→ **Exercise requirements**
Show each line of the records in which the word "list" occurs.

━━━ Dataset records

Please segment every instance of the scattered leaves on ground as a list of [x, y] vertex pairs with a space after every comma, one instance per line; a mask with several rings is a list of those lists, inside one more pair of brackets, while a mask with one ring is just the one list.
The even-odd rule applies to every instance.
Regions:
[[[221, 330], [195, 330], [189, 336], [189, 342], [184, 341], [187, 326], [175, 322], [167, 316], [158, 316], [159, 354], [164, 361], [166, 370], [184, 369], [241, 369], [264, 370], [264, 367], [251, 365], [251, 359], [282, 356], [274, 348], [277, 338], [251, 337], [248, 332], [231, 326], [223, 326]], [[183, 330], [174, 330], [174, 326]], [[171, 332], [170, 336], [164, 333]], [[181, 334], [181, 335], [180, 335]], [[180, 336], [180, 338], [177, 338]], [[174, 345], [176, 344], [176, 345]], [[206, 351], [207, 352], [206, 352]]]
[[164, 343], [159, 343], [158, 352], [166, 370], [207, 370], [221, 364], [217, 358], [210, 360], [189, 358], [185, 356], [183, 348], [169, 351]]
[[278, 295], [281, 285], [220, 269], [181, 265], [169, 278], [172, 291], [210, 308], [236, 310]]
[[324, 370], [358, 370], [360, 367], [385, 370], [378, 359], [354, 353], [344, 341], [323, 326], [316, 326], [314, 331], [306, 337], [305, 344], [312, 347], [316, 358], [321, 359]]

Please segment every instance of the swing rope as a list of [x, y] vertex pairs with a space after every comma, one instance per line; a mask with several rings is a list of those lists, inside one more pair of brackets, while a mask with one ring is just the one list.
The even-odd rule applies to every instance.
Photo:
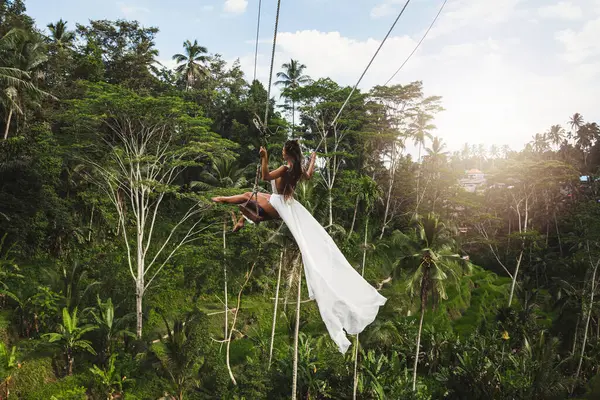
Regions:
[[258, 35], [260, 34], [260, 10], [262, 8], [262, 0], [258, 0], [258, 21], [256, 23], [256, 46], [254, 48], [254, 79], [256, 80], [256, 65], [258, 64]]
[[277, 28], [279, 26], [279, 9], [281, 8], [281, 0], [277, 0], [277, 13], [275, 14], [275, 30], [273, 32], [273, 48], [271, 50], [271, 68], [269, 70], [269, 86], [267, 88], [267, 104], [265, 107], [264, 124], [267, 126], [269, 118], [269, 103], [271, 102], [271, 82], [273, 81], [273, 65], [275, 64], [275, 47], [277, 45]]
[[360, 78], [358, 78], [358, 81], [356, 82], [356, 84], [354, 85], [354, 87], [352, 88], [352, 90], [350, 91], [350, 94], [348, 95], [348, 97], [346, 98], [346, 101], [344, 101], [344, 104], [342, 104], [342, 107], [340, 107], [340, 110], [338, 111], [337, 115], [335, 116], [335, 118], [333, 119], [333, 121], [331, 122], [331, 126], [334, 127], [335, 123], [337, 122], [338, 118], [340, 117], [340, 115], [342, 114], [342, 111], [344, 111], [344, 108], [346, 108], [346, 105], [348, 104], [348, 102], [350, 101], [350, 98], [352, 97], [352, 95], [354, 94], [354, 92], [356, 91], [356, 88], [358, 87], [358, 85], [360, 84], [360, 82], [362, 81], [362, 79], [364, 78], [365, 74], [367, 73], [367, 71], [369, 70], [369, 68], [371, 67], [371, 64], [373, 64], [373, 61], [375, 61], [375, 58], [377, 57], [377, 55], [379, 54], [379, 51], [381, 50], [381, 48], [383, 47], [383, 45], [385, 44], [386, 40], [388, 39], [388, 37], [390, 36], [390, 34], [392, 33], [392, 31], [394, 30], [394, 27], [396, 26], [396, 24], [398, 23], [398, 20], [400, 19], [400, 17], [402, 16], [402, 14], [404, 14], [404, 10], [406, 10], [406, 7], [408, 7], [408, 4], [410, 3], [411, 0], [407, 0], [406, 3], [404, 4], [404, 7], [402, 7], [402, 10], [400, 11], [400, 13], [398, 14], [398, 16], [396, 17], [396, 20], [394, 21], [394, 23], [392, 24], [392, 26], [390, 27], [388, 33], [385, 35], [385, 37], [383, 38], [383, 40], [381, 41], [381, 44], [379, 45], [379, 47], [377, 48], [377, 51], [375, 52], [375, 54], [373, 54], [373, 57], [371, 58], [371, 61], [369, 61], [369, 64], [367, 64], [367, 67], [365, 68], [365, 70], [363, 71], [362, 75], [360, 76]]
[[[259, 1], [258, 7], [259, 8], [258, 8], [258, 23], [257, 23], [257, 27], [256, 27], [256, 48], [255, 48], [255, 54], [254, 54], [254, 79], [256, 79], [256, 64], [257, 64], [257, 60], [258, 60], [258, 35], [259, 35], [259, 30], [260, 30], [261, 1]], [[273, 67], [275, 65], [275, 47], [277, 46], [277, 31], [278, 31], [278, 27], [279, 27], [279, 11], [280, 11], [280, 9], [281, 9], [281, 0], [277, 0], [277, 12], [275, 14], [275, 29], [273, 31], [273, 47], [271, 50], [271, 66], [269, 68], [269, 86], [267, 87], [267, 102], [265, 105], [265, 119], [263, 121], [260, 121], [260, 118], [258, 116], [256, 116], [256, 118], [254, 118], [252, 120], [252, 122], [254, 123], [254, 125], [260, 132], [261, 145], [265, 145], [265, 146], [266, 146], [266, 139], [267, 139], [267, 129], [268, 129], [267, 122], [268, 122], [268, 118], [269, 118], [269, 104], [271, 101], [271, 84], [273, 81]], [[245, 212], [250, 213], [250, 216], [253, 217], [251, 219], [258, 221], [258, 222], [263, 221], [265, 219], [264, 217], [260, 216], [259, 205], [258, 205], [258, 192], [260, 190], [260, 186], [258, 184], [259, 178], [260, 178], [260, 170], [261, 170], [260, 166], [261, 166], [261, 161], [259, 160], [259, 162], [256, 164], [256, 176], [254, 177], [254, 186], [252, 188], [252, 195], [244, 204], [240, 205], [242, 213], [245, 213]], [[251, 201], [254, 201], [254, 213], [252, 213], [252, 211], [248, 207], [248, 204]], [[246, 215], [246, 214], [244, 214], [244, 215]]]

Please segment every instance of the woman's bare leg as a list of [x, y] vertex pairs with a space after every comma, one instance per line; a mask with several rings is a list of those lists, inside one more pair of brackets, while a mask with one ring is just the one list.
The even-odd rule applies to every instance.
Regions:
[[212, 201], [215, 203], [227, 203], [227, 204], [242, 204], [250, 200], [252, 197], [251, 192], [246, 192], [244, 194], [237, 194], [235, 196], [218, 196], [213, 197]]
[[246, 218], [242, 215], [232, 229], [232, 232], [237, 232], [246, 225]]
[[271, 205], [271, 203], [269, 202], [270, 199], [271, 199], [270, 194], [259, 193], [257, 196], [258, 205], [261, 206], [263, 210], [265, 210], [265, 213], [269, 217], [279, 219], [280, 217], [279, 217], [279, 214], [277, 213], [277, 210], [275, 210], [273, 208], [273, 206]]

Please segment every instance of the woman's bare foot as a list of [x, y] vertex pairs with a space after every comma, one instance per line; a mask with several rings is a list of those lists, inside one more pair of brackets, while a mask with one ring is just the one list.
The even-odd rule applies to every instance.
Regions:
[[213, 197], [211, 200], [214, 201], [215, 203], [222, 203], [223, 197], [217, 196], [217, 197]]
[[242, 229], [242, 228], [244, 227], [244, 225], [246, 225], [246, 220], [244, 219], [244, 217], [241, 217], [241, 218], [238, 220], [237, 224], [235, 224], [235, 226], [233, 227], [233, 230], [232, 230], [232, 232], [237, 232], [237, 231], [239, 231], [240, 229]]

━━━━━━

→ **Exercise answer**
Please segment every instance of the scattered leaves on ground as a list of [x, y] vertex pairs with a space after every comma, one instance per line; a mask with several rings is a list of those lists, inside one more pair of brackets, while a mask with one ring is just the one list.
Please segment every instance of the swing rope as a list of [x, y] vertex pairs with a space after every comma, one instance per line; a mask with several rings is a list of those lists, inside one more pair of brackets, while a mask with one ring is just the one list.
Please segment every instance of the woman's bare leg as a list of [x, y] vertex pairs with a space after every comma, one instance per line; a mask with several rings is a list of those lists, inside one more pair of brackets, while a mask with one ring is just the one list.
Please segment every instance of the woman's bare foot as a list of [x, y] vertex pairs with a space after every comma, one instance per line; a mask with several rings is a list of those lists, inside one more pair of brackets, while a mask with one ring is just the one list.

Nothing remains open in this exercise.